_Passage provided_
The week in AI: Google goes all out at I/O as regulations creep up

Keeping up with an industry as fast-moving as AI is a tall order. So until an AI can do it for you, here’s a handy roundup of the last week’s stories in the world of machine learning, along with notable research and experiments we didn’t cover on their own.

This week, Google dominated the AI news cycle with a range of new products that launched at its annual I/O developer conference. They run the gamut from a code-generating AI meant to compete with GitHub's Copilot to an AI music generator that turns text prompts into short songs.

A fair number of these tools look to be legitimate labor savers -- more than marketing fluff, that's to say. I'm particularly intrigued by Project Tailwind, a note-taking app that leverages AI to organize, summarize and analyze files from a personal Google Docs folder. But they also expose the limitations and shortcomings of even the best AI technologies today.

Take PaLM 2, for example, Google's newest large language model (LLM). PaLM 2 will power Google’s updated Bard chat tool, the company’s competitor to OpenAI’s ChatGPT, and function as the foundation model for most of Google's new AI features. But while PaLM 2 can write code, emails and more, like comparable LLMs, it also responds to questions in toxic and biased ways.

Google's music generator, too, is fairly limited in what it can accomplish. As I wrote in my hands on, most of the songs I’ve created with MusicLM sound passable at best -- and at worst like a four-year-old let loose on a DAW.

There's been much written about how AI will replace jobs -- potentially the equivalent of 300 million full-time jobs, according to a report by Goldman Sachs. In a survey by Harris, 40% of workers familiar with OpenAI's AI-powered chatbot tool, ChatGPT, are concerned that it'll replace their jobs entirely.

Google's AI isn't the end-all be-all. Indeed, the company's arguably behind in the AI race. But it's an undeniable fact that Google employs some of the top AI researchers in the world. And if this is the best they can manage, it's a testament to the fact that AI is far from a solved problem.

Here are the other AI headlines of note from the past few days:

  • Meta brings generative AI to ads: Meta this week announced an AI sandbox, of sorts, for advertisers to help them create alternative copies, background generation through text prompts and image cropping for Facebook or Instagram ads. The company said that the features are available to select advertisers at the moment and will expand access to more advertisers in July.

  • Added context: Anthropic has expanded the context window for Claude -- its flagship text-generating AI model, still in preview -- from 9,000 tokens to 100,000 tokens. Context window refers to the text the model considers before generating additional text, while tokens represent raw text (e.g. the word “fantastic” would be split into the tokens “fan,” “tas” and “tic”). Historically and even today, poor memory has been an impediment to the usefulness of text-generating AI. But larger context windows could change that.

Point-per-instance localization data:
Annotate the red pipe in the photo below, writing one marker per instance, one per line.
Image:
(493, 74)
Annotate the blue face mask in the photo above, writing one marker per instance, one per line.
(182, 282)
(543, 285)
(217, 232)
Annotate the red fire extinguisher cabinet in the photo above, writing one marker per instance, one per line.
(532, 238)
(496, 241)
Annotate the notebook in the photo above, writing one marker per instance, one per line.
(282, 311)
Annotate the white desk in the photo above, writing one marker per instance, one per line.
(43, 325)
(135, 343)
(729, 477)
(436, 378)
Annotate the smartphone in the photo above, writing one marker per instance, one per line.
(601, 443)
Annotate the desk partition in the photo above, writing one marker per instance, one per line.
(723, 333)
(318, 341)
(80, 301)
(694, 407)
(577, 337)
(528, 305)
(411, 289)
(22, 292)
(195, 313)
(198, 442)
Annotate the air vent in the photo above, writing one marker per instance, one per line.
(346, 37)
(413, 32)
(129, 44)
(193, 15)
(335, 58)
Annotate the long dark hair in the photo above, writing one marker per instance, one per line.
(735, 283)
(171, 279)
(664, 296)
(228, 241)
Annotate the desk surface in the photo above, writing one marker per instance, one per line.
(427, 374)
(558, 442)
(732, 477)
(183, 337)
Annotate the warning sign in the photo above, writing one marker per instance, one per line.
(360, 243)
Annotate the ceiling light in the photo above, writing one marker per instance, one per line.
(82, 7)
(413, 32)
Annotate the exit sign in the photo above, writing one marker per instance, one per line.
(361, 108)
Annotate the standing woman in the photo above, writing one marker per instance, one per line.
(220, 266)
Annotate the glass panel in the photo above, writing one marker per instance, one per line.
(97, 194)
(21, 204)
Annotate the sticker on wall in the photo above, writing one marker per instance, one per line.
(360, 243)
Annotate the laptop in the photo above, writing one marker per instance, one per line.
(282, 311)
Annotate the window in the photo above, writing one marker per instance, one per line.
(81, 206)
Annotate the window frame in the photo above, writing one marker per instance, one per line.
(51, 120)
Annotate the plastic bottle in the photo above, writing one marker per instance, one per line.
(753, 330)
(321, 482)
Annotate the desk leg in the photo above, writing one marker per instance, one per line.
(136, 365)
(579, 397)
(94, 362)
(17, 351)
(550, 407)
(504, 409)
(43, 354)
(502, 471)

_About this task_
According to the AI news roundup, how large did Anthropic make Claude's context window? These entries have no connection to the AI news roundup.

_Expected answer_
100,000 tokens, up from 9,000.